Weingarten's harangue is typical of prescriptivists, who in my experience tend to be scarcely aware they're even advocating a philosophy, let alone one widely rejected by lexicographers and linguists. They present their criticisms of the way people speak and write as nothing more than commonsense conclusions that they remember better than others because they stayed awake during third-grade English. Rarely do prescriptivists question any of the traditional rules they were taught in school, many of which do not hold up to scrutiny. They are discussed at length by the linguist John McWhorter in his 2001 book Word on the Street, which presents a wealth of evidence that many of the so-called "rules," from avoidance of split infinitives to the prohibition on using they with a singular antecedent (as in "everyone returned to their seat"), are rooted in the basically arbitrary decisions of a group of 18th- and 19th-century writers who often had a poor understanding of how English worked. But because these rules have been taught to generations of schoolchildren as ironclad truths, educated people have come to think of them as being on par with the laws of thermodynamics.

That's why no evidence from history or literature or any other field can possibly sway the fervent prescriptivist. Consider how Weingarten addresses the fact that many classic writers such as Jane Austen adopted the nonliteral literally on occasion: "That no more makes it right or acceptable than it makes it right for you to annihilate 100,000 people with a bomb just because Harry Truman once did it."

With this statement, Weingarten joins the honorable company of the critic John Simon, who wrote in 1980 that "The English language is being treated nowadays exactly as slave traders once handled the merchandise in their slave ships, or as the inmates of concentration camps were dealt with by their Nazi jailers." Most language scolds I've encountered aren't quite this colorful in their choice of analogies. A professor of mine made the point more simply when confronted by evidence that a usage he disapproved of appeared in the works of great writers: "It's still wrong."

The real problem with this argument is that it assumes a word's proper definition is some immutable law of nature, like gravity, that can never be shaped by the people who use the language, not even by the people who use it best. This view is positively blinkered. There's no reason why the English of Shakespeare is different from that of Chaucer, or from that of Weingarten, other than that human beings of every generation have spoken and written differently than their predecessors. And if there is one thing linguistic history absolutely makes clear, it is that today's error is tomorrow's rule. For example, nice once meant "foolish." It evolved to its present state because people kept using a "wrong" definition, but it's hard to see how English suffered as a result.

(Image box annotation records)
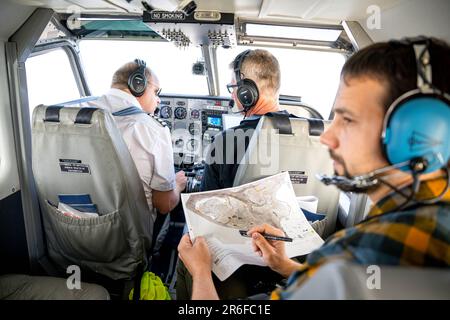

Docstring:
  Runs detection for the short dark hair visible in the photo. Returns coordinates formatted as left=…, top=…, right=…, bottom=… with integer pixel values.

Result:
left=341, top=38, right=450, bottom=110
left=230, top=49, right=281, bottom=92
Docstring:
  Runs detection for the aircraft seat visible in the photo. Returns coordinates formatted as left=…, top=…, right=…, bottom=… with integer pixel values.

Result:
left=233, top=114, right=339, bottom=238
left=32, top=104, right=153, bottom=280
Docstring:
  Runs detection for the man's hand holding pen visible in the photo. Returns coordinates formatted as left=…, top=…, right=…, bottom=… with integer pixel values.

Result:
left=247, top=224, right=301, bottom=277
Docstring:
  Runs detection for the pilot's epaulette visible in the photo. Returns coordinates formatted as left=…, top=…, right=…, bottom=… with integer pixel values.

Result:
left=147, top=113, right=167, bottom=127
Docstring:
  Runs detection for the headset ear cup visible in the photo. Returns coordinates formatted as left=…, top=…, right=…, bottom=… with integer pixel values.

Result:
left=236, top=79, right=259, bottom=111
left=382, top=93, right=450, bottom=173
left=128, top=59, right=147, bottom=97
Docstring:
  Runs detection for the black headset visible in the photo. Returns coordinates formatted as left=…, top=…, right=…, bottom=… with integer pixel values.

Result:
left=128, top=59, right=147, bottom=97
left=233, top=50, right=259, bottom=113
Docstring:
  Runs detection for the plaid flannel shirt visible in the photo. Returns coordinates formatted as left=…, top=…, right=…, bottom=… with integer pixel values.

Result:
left=271, top=178, right=450, bottom=299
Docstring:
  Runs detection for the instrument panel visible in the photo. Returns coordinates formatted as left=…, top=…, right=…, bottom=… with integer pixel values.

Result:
left=157, top=96, right=232, bottom=166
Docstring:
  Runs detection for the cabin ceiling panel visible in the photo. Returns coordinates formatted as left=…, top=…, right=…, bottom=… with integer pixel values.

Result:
left=0, top=1, right=36, bottom=40
left=255, top=0, right=408, bottom=23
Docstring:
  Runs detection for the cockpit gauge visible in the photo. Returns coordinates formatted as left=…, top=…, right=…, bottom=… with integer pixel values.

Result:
left=189, top=122, right=202, bottom=136
left=191, top=109, right=200, bottom=120
left=186, top=139, right=199, bottom=151
left=159, top=106, right=172, bottom=119
left=174, top=107, right=187, bottom=120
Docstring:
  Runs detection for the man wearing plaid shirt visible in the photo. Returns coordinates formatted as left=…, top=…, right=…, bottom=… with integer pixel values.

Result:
left=178, top=39, right=450, bottom=299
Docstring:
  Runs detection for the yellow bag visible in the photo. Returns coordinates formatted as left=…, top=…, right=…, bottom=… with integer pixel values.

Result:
left=128, top=271, right=171, bottom=300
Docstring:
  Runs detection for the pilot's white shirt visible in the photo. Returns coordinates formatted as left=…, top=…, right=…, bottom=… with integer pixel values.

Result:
left=91, top=88, right=175, bottom=219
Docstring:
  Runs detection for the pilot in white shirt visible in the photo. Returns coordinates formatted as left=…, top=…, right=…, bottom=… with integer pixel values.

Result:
left=91, top=60, right=186, bottom=218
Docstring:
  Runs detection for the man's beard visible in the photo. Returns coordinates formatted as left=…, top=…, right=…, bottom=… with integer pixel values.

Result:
left=329, top=150, right=378, bottom=193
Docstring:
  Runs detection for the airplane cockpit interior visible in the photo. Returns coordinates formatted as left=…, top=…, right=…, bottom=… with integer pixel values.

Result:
left=0, top=0, right=450, bottom=300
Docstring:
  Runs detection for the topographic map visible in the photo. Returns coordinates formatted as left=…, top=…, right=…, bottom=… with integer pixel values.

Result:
left=181, top=172, right=323, bottom=281
left=186, top=175, right=292, bottom=230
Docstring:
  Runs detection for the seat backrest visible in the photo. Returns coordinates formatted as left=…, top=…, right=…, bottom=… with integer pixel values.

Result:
left=289, top=260, right=450, bottom=300
left=234, top=114, right=339, bottom=237
left=32, top=105, right=153, bottom=280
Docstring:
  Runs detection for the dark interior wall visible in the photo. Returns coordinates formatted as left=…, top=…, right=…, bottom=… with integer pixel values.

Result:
left=0, top=191, right=30, bottom=274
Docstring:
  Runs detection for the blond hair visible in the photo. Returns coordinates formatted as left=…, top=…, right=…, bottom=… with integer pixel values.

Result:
left=230, top=49, right=281, bottom=94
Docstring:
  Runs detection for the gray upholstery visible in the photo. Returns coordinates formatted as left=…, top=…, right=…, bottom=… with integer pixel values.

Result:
left=32, top=105, right=153, bottom=279
left=290, top=260, right=450, bottom=300
left=234, top=116, right=339, bottom=237
left=0, top=274, right=110, bottom=300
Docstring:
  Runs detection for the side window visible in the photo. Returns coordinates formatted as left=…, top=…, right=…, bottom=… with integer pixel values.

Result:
left=25, top=48, right=80, bottom=120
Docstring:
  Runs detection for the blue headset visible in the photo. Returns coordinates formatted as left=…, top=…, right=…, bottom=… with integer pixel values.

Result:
left=233, top=50, right=259, bottom=113
left=128, top=59, right=147, bottom=97
left=381, top=37, right=450, bottom=173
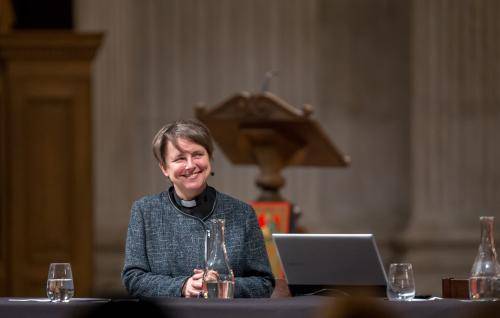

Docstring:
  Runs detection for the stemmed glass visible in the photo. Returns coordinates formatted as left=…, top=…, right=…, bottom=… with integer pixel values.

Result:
left=47, top=263, right=75, bottom=303
left=387, top=263, right=415, bottom=300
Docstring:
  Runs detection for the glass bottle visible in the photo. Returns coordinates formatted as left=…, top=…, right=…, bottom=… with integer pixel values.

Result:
left=469, top=216, right=500, bottom=300
left=203, top=219, right=234, bottom=298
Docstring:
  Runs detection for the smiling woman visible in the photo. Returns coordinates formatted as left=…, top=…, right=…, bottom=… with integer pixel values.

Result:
left=122, top=120, right=274, bottom=297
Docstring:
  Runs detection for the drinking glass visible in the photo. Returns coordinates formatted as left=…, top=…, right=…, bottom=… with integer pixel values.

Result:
left=387, top=263, right=415, bottom=300
left=47, top=263, right=75, bottom=303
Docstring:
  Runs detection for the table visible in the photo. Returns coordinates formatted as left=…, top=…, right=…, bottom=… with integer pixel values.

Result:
left=0, top=296, right=500, bottom=318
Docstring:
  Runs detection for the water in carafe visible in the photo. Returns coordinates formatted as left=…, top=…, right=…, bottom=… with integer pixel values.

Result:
left=469, top=216, right=500, bottom=300
left=203, top=219, right=234, bottom=298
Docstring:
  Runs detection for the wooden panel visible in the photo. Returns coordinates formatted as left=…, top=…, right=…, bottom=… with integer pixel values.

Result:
left=0, top=33, right=101, bottom=297
left=0, top=57, right=8, bottom=296
left=10, top=77, right=92, bottom=295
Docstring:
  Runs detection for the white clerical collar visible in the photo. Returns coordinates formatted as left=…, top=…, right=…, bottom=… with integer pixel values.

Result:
left=179, top=199, right=197, bottom=208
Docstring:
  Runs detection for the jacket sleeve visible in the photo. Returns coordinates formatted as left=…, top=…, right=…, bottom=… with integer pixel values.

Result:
left=234, top=209, right=275, bottom=297
left=122, top=201, right=189, bottom=297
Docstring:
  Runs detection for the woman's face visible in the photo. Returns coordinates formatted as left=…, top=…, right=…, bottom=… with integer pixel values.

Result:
left=160, top=138, right=212, bottom=200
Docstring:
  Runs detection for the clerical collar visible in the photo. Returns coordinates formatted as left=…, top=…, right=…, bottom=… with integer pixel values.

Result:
left=173, top=186, right=208, bottom=208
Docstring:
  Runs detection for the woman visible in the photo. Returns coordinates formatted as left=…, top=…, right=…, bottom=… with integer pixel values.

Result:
left=122, top=120, right=274, bottom=297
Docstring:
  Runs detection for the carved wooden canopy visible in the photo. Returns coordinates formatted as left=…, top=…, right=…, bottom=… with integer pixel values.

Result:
left=196, top=92, right=349, bottom=201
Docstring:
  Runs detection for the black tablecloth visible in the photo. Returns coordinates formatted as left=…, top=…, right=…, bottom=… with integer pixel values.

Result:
left=0, top=296, right=500, bottom=318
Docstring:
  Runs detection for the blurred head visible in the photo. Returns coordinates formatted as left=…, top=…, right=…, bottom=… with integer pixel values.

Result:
left=153, top=120, right=213, bottom=200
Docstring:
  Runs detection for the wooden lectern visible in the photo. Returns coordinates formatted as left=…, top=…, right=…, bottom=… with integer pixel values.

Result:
left=196, top=92, right=349, bottom=279
left=196, top=92, right=349, bottom=201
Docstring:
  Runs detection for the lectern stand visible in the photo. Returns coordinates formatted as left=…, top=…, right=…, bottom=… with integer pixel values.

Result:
left=196, top=92, right=349, bottom=277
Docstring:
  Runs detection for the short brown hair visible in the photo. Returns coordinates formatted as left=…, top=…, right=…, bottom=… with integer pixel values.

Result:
left=153, top=119, right=214, bottom=166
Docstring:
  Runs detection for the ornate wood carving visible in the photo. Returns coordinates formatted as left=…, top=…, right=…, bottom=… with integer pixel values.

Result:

WRITTEN INSTRUCTION. Continue the passage on language prescriptivism from its final sentence. The records stand apart from the text on language prescriptivism.

RESULT FOR THIS EXERCISE.
Of course, literally isn't just any evolving word. Its traditional definition is a useful concept to have a word for, and it would be a shame to see it go obsolete, which may happen if more and more people say things like "He literally puts his money where his mouth is." In that sense I'm with Weingarten that the looser definition should be avoided (though not excluded from dictionaries). What's striking is that he never makes this argument. His point is simply that it's the law, and we must obey. His indifference to judging word usages based on their utility is revealed in his offhand comment, "although I may cringe at 'blogosphere' and 'webinar' and, sigh, 'whatevs,' I do not protest their appearance in dictionaries." Now, why would anyone cringe at a coinage like blogosphere? (Least of all a blogger?!) Only someone who believes that language should remain literally frozen in time, and that all change is bad, would find anything wrong with that type of innovation.

Weingarten doesn't even accurately explain the loose definition of literally. He claims it is being used to denote its opposite, the word figuratively. It is not. As the OED notes, it is being used as an intensifier. It's basically a synonym for really or actually, except that those words have been blunted from overuse, so when you want to express that you really, truly mean something, literally sometimes gets the point across with more force.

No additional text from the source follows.